* **GIVEN EXERCISE**
Report every line of the entries below that contains the word "tank", copying each such line in full.

Named object pointing entries:
-- Begin --

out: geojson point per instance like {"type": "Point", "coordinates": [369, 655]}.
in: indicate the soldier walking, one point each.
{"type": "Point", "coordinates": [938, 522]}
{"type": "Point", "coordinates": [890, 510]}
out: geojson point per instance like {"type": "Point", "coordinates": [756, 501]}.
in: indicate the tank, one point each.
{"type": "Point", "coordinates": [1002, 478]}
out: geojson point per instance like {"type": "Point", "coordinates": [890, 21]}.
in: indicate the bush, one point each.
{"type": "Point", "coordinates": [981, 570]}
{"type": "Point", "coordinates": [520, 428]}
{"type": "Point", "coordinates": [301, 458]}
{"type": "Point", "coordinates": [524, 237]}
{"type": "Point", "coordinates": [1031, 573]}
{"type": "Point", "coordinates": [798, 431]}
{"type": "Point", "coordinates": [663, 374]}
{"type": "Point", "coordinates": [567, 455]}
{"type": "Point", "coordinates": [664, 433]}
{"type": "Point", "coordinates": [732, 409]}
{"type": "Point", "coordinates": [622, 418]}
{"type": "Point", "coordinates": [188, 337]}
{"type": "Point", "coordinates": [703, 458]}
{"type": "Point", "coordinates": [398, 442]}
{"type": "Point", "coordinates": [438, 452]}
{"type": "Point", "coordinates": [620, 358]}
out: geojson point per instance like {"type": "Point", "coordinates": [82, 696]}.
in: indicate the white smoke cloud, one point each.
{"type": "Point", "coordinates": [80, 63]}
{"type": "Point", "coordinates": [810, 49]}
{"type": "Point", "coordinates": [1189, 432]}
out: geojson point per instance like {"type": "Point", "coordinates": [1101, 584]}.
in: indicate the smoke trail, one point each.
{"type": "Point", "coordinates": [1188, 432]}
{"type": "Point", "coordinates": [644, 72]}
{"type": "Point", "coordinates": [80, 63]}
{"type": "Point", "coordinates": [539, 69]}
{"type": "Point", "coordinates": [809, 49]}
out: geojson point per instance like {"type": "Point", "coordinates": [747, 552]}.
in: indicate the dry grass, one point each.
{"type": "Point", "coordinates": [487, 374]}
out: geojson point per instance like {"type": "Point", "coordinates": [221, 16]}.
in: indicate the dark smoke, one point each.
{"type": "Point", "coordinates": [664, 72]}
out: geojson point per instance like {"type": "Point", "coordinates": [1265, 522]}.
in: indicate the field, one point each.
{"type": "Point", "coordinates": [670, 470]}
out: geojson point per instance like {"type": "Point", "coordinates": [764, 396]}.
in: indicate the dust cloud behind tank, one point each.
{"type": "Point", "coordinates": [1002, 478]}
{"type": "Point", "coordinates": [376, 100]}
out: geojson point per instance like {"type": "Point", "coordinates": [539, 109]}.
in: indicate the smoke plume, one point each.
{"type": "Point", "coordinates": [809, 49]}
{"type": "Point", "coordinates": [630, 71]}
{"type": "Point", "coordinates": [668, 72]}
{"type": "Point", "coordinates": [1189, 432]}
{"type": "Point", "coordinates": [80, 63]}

-- End --

* **THE RESPONSE**
in: indicate the tank, one point each.
in: indicate the dust cloud behind tank, one point each.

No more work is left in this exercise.